### Source extract
::::::

Everyone is responsible for their own actions, but this does not necessarily mean that people are always aware of their behaviours, as we only see the world through the lens of our own experiences and belief systems. So to an abuser (and to an abused person) it may appear to them that all is normal. This can be because to them, their actions of abusing is normal in their personal zones of familiarity and because they view it as normal behaviour, they are not necessarily aware that their behaviour is anything other than normal.
In this unconscious way of being, it does not absolve us of our responsibilities and the onus is on the individual to address the harm they have caused by their behaviour. In saying this though, it is not always easy to begin to resolve a state such as this; if someone does not recognise their behaviour as abusive, how then do they acknowledge its existence in the first place and if they don’t recognise it and acknowledge it, how do they then move on to the next step of having the willingness to do something about it.
The other thing to consider here is that there are those that behave in an abusive manner with a sense of understanding and knowing. This is a very different scenario altogether. Although it is important to consider that the driving mechanisms of such behaviours could still very possibly have roots in what lays out of the view of their conscious awareness.
Unfortunately, recognising that you may be in an abusive situation can be a challenge and confusing to identify. There are however some characteristics worth looking out for if you feel you are being abused.
You feel you are being abused.
The abuser does not want to discuss opinions with you and or listen to anyone who does not agree with them.
You detect underlying threats contained in many of their communications.
You feel manipulation, coercion or even blackmail tactics are used to get a desired outcome from you.
The abuser has polarised or concrete thinking, demanding that others do what they deem to be the “only way”.
You feel that the abuser is promoting social isolation and that you are being discouraged from seeing your friends, family or any form of social interaction.
You have felt, feel or often feel fearful.
You are beginning to make unreasonable and / or illogical excuses for the abusers behaviour against you.
You have felt, feel or often feel a trepidation of the abuser, a feeling of ‘walking on eggshells’ as a result of never knowing what is going to happen next.
The most important part of abuse spotting is the act of recognition. Without this first step it is unlikely that the following steps of acknowledgment and action are ever likely to occur, so the patterns of behaviour being used against you and your acceptance of them, will more often than not be repeated time and time again. This is because it is important to understand that by allowing the situation to continue is in essence making you complicit and until actions are taken to change the situation, the abuse will more often than not continue.
Once you have acknowledged that you are in an abusive situation there are important steps to take to remove yourself. The most important of which is the recognition that our lives are determined by the choices we make. We can choose to allow ourselves to remain in a situation we are not happy with, or we can choose to remove ourselves.
We entirely acknowledge that by saying you have a choice is an extremely simplified perspective on what can be an incredibly challenging situation. As with all change, things are achieved one step at a time and the important first step in an abusive situation is deciding to take personal responsibility and remove yourself from the abuse.
We also entirely acknowledge that removing yourself from an abusive situation may not be easy and we are not belittling this act on any level. This is the first step of many where we encourage you to start looking within and to start acknowledging your own self-worth and what you are willing to accept for yourself.

::::::

### Supplied material

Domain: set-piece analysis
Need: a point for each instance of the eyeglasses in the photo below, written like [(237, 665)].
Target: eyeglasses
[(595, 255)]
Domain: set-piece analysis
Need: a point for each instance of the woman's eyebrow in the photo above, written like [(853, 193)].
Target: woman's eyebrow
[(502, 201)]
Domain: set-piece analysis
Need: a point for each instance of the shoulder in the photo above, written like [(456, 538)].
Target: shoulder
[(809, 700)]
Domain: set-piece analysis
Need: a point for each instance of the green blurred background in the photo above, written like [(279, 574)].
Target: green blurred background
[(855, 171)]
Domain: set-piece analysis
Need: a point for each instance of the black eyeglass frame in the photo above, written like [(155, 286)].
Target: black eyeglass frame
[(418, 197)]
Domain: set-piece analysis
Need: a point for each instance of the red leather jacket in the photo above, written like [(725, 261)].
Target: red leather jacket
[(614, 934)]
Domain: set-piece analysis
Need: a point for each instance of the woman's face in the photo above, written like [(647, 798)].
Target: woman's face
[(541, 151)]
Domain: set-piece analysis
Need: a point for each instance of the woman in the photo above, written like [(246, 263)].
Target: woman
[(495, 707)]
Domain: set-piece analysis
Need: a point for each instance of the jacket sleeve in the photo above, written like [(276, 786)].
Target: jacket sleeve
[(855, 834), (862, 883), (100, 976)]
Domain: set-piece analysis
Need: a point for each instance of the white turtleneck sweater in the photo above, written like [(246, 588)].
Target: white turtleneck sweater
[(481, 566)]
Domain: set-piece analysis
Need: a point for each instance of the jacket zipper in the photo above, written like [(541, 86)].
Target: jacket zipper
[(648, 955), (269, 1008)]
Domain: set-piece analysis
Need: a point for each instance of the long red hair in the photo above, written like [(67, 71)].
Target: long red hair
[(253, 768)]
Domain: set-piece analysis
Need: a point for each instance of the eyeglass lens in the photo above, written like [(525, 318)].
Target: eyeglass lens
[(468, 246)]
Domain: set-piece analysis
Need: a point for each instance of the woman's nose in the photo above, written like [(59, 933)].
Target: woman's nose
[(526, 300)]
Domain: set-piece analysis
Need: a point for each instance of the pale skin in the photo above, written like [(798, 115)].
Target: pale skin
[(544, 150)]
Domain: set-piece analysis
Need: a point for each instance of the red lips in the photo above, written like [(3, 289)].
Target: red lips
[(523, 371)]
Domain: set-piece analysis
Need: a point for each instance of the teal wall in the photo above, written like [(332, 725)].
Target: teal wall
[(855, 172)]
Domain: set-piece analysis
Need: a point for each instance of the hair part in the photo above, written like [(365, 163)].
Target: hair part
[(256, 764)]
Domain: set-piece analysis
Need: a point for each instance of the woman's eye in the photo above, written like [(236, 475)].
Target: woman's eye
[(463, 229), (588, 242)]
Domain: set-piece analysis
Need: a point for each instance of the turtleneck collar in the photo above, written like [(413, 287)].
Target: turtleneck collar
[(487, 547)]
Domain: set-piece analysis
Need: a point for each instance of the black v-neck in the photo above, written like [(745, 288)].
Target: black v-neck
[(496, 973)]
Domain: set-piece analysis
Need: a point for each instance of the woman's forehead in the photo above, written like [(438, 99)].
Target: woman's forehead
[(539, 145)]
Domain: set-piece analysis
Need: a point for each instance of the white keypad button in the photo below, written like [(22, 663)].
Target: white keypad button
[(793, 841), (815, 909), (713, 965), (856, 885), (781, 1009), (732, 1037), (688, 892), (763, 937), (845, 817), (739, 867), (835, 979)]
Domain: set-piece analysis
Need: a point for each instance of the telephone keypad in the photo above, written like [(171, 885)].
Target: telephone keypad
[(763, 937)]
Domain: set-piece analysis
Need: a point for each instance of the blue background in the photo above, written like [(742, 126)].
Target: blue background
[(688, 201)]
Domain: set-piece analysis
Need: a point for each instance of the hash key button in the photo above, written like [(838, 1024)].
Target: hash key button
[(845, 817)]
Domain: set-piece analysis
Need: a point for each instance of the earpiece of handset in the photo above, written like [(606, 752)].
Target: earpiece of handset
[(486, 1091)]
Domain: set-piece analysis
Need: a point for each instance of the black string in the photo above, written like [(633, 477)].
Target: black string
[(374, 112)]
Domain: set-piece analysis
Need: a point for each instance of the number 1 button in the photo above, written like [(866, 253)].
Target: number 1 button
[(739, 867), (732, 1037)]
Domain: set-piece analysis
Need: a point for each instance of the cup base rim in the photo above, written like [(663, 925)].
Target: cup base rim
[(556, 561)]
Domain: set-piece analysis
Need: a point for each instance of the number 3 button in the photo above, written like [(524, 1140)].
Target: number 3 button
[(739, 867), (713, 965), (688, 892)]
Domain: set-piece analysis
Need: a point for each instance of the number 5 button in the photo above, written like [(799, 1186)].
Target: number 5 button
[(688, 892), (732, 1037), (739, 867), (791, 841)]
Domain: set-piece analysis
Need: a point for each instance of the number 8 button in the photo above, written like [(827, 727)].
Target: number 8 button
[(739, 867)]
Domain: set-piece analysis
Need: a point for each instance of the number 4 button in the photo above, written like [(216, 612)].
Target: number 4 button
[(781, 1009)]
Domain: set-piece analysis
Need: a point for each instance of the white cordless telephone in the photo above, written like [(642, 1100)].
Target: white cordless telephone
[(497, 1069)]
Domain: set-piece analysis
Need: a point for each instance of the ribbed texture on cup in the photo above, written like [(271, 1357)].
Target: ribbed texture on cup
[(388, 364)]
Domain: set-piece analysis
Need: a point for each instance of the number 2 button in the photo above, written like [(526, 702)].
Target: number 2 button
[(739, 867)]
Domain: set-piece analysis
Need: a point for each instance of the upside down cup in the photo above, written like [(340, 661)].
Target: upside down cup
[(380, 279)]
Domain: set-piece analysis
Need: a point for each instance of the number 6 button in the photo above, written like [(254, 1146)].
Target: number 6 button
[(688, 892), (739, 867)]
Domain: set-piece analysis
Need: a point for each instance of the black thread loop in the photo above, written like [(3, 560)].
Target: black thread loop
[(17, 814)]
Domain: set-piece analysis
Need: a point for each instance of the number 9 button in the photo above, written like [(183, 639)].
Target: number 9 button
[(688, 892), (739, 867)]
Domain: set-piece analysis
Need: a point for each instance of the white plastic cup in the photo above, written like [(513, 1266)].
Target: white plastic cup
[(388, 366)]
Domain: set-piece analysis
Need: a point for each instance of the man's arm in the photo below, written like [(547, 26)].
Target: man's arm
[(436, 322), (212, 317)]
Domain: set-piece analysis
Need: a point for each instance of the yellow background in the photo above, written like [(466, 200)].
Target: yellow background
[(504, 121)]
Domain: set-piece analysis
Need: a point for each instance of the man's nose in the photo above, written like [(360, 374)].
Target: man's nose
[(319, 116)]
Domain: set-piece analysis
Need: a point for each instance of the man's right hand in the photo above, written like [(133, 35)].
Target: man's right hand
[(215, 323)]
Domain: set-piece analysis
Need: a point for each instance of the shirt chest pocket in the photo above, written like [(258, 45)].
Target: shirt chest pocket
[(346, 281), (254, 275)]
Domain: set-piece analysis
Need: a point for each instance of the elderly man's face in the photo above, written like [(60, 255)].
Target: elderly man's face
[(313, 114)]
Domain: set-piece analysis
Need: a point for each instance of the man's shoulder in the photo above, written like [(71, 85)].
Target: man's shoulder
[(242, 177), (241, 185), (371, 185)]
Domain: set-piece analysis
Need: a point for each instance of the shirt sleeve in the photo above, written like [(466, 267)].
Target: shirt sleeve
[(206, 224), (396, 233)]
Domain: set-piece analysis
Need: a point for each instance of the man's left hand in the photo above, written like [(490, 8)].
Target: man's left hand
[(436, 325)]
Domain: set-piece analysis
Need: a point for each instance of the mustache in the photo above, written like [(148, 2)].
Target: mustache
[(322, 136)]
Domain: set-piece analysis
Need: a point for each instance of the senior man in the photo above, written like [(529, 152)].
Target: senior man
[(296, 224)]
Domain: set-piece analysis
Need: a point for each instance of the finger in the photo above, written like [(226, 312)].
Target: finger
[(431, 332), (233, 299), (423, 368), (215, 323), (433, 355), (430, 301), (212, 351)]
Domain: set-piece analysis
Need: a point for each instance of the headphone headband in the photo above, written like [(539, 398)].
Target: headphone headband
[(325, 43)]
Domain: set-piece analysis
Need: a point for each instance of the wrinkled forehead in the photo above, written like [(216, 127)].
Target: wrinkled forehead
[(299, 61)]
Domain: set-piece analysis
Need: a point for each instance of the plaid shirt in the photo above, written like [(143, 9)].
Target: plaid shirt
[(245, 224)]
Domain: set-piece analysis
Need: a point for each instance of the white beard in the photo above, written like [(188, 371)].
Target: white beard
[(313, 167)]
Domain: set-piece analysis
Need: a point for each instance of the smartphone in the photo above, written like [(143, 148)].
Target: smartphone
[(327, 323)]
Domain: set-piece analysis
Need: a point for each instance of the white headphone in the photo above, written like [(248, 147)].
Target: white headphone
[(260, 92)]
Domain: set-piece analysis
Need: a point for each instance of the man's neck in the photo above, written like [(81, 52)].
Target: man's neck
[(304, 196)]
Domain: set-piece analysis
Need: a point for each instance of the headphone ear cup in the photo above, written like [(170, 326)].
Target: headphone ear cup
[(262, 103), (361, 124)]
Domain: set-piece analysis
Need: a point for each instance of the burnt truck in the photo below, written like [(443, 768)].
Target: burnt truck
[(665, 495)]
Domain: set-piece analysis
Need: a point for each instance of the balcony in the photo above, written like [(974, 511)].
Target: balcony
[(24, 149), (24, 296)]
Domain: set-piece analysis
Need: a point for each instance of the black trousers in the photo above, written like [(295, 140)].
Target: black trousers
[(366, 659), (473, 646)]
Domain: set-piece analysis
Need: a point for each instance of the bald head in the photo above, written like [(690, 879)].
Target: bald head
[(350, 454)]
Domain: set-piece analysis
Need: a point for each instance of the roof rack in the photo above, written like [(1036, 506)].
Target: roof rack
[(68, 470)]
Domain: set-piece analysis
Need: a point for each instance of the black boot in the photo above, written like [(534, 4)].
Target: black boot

::::::

### Direction 1
In the passage on recognizing abuse, what is named as the most important part of abuse spotting?
### Direction 2
Extend the passage on recognizing abuse, picking up right after its final sentence.

### Task output 1
The act of recognition.

### Task output 2
There are no step-by-step guides to follow here as everyone’s personal circumstances and situations have their own intricacies. A good first step however, and the one we will leave you with here; look in the mirror every morning and ask yourself, are you where you want to be? Are you happy? And what can you do differently. If the answers are ‘no’ to any or all of these questions, then take a look at our blog 6 steps on how to create real change
We all know that December brings Christmas parties, family gatherings, drinks and get-togethers with friends. Not to mention a kitchen-full of tempting Christmas goodies just waiting to be picked at as you kick back on the couch with a festive film.
It’s a wonderful time for having fun and catching up with friends and family but unfortunately, it’s usually not the best time for those of you working towards a fitness goal and especially difficult for those of you aiming to drop some body fat.
It is easy to trick yourself into believing that second mince pie won’t make a difference and that third helping of Christmas cake won’t really have an impact on your goals. The problem is, eating in this way every day over a period of two, three or maybe even four weeks will most definitely go against your efforts in losing body fat. Especially when accompanied by alcohol, reduced physical activity and a broken sleep pattern.
It is also very easy to make promises to yourself. While you might think you’ll lose those festive pounds as soon as Christmas is over, it doesn’t always happen that easily for the most. Telling yourself that you will revert to wholesome foods straight after Christmas and start training every day as soon as January arrives, is not often followed through. This false sense of comfort that feels so real at the time, is enough to give you the false confidence to believe that what you are doing will not hinder you. However, many people never go on to lose their Christmas weight gain and even for those who do, it can be a slow, frustrating journey back that takes goal setting and planning.
The good news is that staying healthy over Christmas is possible and you are able to avoid gaining excess weight and still enjoy the holiday season, so you can start the new year feeling great
The problem with letting go of all your efforts and self-care over the Christmas weeks doesn’t simply stop with excess body weight. The reduced physical activity, increase in calories, higher levels of alcohol intake and less sleep all have a huge impact on our state of mind and many people experience a downward turn in their mental health post-Christmas. The festive party season often leaves people feeling exhausted, overweight and unmotivated. This can be avoided and for your own physical, mental and emotional health, it is well-worth remaining mindful of how much you eat and how much you exercise over the Christmas period. Perhaps that extra festive cocktail and ‘must-have’ chocolate can wait for another day after-all?
Here are our top five tips to help you have fun at Christmas without hampering your body goals and jeopardising your mental state.
1. Accept that not every occasion is a ‘special occasion’ that requires a ‘special indulgence‘
Friday is not a special occasion. Neither is Saturday and Sunday is not simply the ‘recovery’ day. Much the same, not every day in December is Christmas day.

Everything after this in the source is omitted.